* _Problem to work on_:
Please swap each "comma-separated" in the material below for "comma-delimited" and write the material out again with everything else left as it is.

* _Data provided_:
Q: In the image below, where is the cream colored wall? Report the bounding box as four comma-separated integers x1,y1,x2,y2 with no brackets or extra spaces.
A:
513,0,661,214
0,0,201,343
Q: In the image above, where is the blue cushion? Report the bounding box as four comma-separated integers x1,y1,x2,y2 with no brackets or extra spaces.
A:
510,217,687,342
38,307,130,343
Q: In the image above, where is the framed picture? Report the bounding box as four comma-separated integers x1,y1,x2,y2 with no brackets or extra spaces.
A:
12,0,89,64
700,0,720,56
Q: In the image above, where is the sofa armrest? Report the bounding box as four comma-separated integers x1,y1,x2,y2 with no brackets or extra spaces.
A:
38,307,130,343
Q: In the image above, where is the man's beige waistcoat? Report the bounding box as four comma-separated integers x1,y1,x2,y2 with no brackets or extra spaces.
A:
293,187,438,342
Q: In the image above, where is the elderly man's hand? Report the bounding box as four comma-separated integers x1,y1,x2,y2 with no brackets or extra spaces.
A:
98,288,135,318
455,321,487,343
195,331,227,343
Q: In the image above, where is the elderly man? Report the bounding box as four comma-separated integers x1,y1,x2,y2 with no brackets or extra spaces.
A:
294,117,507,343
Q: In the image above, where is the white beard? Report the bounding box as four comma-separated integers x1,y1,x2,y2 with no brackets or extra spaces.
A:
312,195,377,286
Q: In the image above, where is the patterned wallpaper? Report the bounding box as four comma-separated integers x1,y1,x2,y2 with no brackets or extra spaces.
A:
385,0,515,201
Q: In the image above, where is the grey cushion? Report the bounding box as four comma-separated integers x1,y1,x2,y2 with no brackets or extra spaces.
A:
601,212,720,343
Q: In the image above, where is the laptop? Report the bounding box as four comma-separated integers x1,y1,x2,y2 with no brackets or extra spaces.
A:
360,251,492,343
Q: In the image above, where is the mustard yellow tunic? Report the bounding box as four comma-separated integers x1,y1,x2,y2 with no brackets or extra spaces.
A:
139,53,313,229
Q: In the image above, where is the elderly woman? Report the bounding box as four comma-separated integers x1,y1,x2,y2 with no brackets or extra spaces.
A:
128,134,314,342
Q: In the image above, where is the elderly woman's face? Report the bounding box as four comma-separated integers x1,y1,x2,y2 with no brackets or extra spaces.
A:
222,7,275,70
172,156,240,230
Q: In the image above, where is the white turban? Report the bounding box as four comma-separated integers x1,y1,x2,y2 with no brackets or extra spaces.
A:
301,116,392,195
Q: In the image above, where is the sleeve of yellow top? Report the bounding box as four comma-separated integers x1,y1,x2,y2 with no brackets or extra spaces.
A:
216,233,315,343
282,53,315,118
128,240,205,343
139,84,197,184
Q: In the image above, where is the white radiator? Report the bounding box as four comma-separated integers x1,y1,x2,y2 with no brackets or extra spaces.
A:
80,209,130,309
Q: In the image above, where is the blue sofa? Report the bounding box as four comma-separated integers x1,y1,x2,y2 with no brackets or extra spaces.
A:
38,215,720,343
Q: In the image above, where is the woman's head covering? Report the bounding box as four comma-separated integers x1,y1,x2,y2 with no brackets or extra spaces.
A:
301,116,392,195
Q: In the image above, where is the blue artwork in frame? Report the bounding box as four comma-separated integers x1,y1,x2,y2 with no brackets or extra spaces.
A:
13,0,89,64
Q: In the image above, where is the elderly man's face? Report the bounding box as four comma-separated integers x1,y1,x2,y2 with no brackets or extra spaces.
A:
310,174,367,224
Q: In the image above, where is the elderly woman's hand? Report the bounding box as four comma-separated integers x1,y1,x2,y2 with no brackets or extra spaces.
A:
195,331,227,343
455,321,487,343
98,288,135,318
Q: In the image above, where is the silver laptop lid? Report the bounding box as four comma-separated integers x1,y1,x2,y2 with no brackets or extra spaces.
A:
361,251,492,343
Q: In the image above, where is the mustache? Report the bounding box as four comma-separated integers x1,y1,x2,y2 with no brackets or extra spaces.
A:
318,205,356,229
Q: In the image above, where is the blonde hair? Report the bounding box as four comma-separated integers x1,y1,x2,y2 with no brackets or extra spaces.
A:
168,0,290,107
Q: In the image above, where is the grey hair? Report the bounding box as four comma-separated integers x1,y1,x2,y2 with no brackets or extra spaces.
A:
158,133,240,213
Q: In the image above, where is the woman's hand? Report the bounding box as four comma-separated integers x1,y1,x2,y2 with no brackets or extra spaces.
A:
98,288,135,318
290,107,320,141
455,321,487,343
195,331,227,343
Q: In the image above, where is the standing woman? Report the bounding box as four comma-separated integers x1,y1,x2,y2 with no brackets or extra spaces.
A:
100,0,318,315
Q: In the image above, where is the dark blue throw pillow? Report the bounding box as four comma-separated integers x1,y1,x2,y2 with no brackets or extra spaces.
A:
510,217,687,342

* _Solved exercise_:
Q: In the image below, where is the cream colored wall? Report the bounding box as four comma-delimited integers x1,y1,x2,y2 with no brackets or extra spaces.
A:
513,0,661,214
0,0,201,343
Q: In the image above, where is the blue cushion? Report the bounding box as four comma-delimited integers x1,y1,x2,y2 with no brackets or extra spaces.
A:
510,217,687,342
38,307,130,343
Q: In the image above, where is the framed picture? Report the bounding box as four comma-delimited integers x1,y1,x2,y2 with no brackets or extra spaces.
A:
12,0,89,64
700,0,720,56
Q: In the image above, where is the sofa armrest? Report the bounding box as four comma-delimited integers x1,y1,x2,y2 with no brackets or extra spaces.
A:
38,307,130,343
Q: In the image above, where is the man's beige waistcoat? Report the bounding box as four comma-delimited integers x1,y1,x2,y2 with no brackets or extra spaces.
A:
293,187,438,342
Q: In the image above, where is the elderly man's hand? Report the bounding box as four comma-delimited integers x1,y1,x2,y2 with no brackets or extra spaces.
A:
98,288,135,318
455,321,487,343
195,331,227,343
Q: In the image above, where is the elderly man? Report the bounding box as four comma-delimited integers x1,y1,x2,y2 with no brackets or extra spaces.
A:
294,117,507,343
Q: In the image above, where is the white beard? Report the bounding box as four comma-delimited integers x1,y1,x2,y2 with no brackets or extra spaces.
A:
312,195,377,286
Q: In the image above, where is the patterned wallpaper? Report the bounding box as four comma-delimited integers x1,y1,x2,y2 with no brackets or extra spaces.
A:
385,0,515,201
Q: In the image above, where is the grey cushion? Report the bounding box as four comma-delimited integers x1,y1,x2,y2 with no brackets or extra spaces.
A:
601,212,720,343
Q: In the image above, where is the laptop? Report the bounding box as four comma-delimited integers x1,y1,x2,y2 with no brackets or extra spaces.
A:
360,251,492,343
Q: In the image above, where is the mustard yellow tunic? Report the bounding box as four comma-delimited integers x1,y1,x2,y2 with no brackets or extra spaces.
A:
139,53,313,229
Q: In the image above, where is the elderly woman? Report the bounding box as four comma-delimited integers x1,y1,x2,y2 with no brackets or extra spaces.
A:
128,134,314,342
Q: In the image above, where is the elderly woman's face? Report the bounding box as four comma-delimited integers x1,y1,x2,y2 with no brackets or extra spaces.
A:
222,7,275,70
172,156,240,230
Q: In the image above, where is the white turban? Report the bounding box as four comma-delimited integers x1,y1,x2,y2 with no brackets or extra spaces.
A:
301,116,392,195
Q: In the image above, where is the sleeve of yellow top? Report the bounding box as four comma-delimited integers x1,y1,x2,y2 with no brackets or extra spaces.
A:
216,233,315,343
282,53,315,118
128,240,205,343
139,84,197,184
Q: In the image above, where is the white radiator? Report the bounding box as four comma-delimited integers x1,y1,x2,y2 with no brackets or extra spaces.
A:
80,209,130,309
Q: In the image above, where is the blue sofa? Report the bounding box as four comma-delimited integers x1,y1,x2,y2 with no brackets or extra spaces.
A:
38,215,720,343
Q: In the image above, where is the woman's head covering? Report the bounding box as four comma-delimited integers x1,y1,x2,y2 with no brackets or extra spaces.
A:
301,116,392,195
Q: In the image above, where is the blue artwork in frame? Report the bounding box as four comma-delimited integers x1,y1,x2,y2 with no brackets or extra spaces.
A:
13,0,89,64
Q: In the image above, where is the elderly man's face? Report the bounding box as four comma-delimited integers x1,y1,x2,y2 with no brackets or extra spaces.
A:
310,174,367,224
Q: In the image above, where is the elderly woman's hand? Report the bounding box as four comma-delimited integers x1,y1,x2,y2 with no brackets or extra spaces.
A:
195,331,227,343
455,321,487,343
98,288,135,318
Q: In the image above, where is the silver laptop lid? Report the bounding box as four comma-delimited integers x1,y1,x2,y2 with no brackets or extra spaces.
A:
361,251,492,343
Q: In the image above, where is the mustache? Report the bounding box as four comma-delimited integers x1,y1,x2,y2 with no brackets or extra spaces.
A:
318,205,356,229
Q: In the image above, where is the blonde hair? Report the bounding box as four comma-delimited integers x1,y1,x2,y2 with no brackets or extra spaces.
A:
168,0,290,107
Q: In the image above, where is the grey hair? Report the bounding box as four comma-delimited integers x1,y1,x2,y2 with no brackets or extra spaces.
A:
158,133,240,213
Q: In the image above, where is the woman's hand? Report the bounding box as four comma-delimited integers x1,y1,x2,y2 with no brackets or extra spaces.
A:
98,288,135,318
290,107,320,141
455,321,487,343
195,331,227,343
Q: In the image above, where is the standing woman? Report the bounding box as four comma-delimited integers x1,y1,x2,y2 with no brackets or extra spaces.
A:
100,0,318,315
Q: In the image above, where is the dark blue throw pillow? Report the bounding box as four comma-delimited integers x1,y1,x2,y2 with no brackets or extra spaces.
A:
510,217,687,342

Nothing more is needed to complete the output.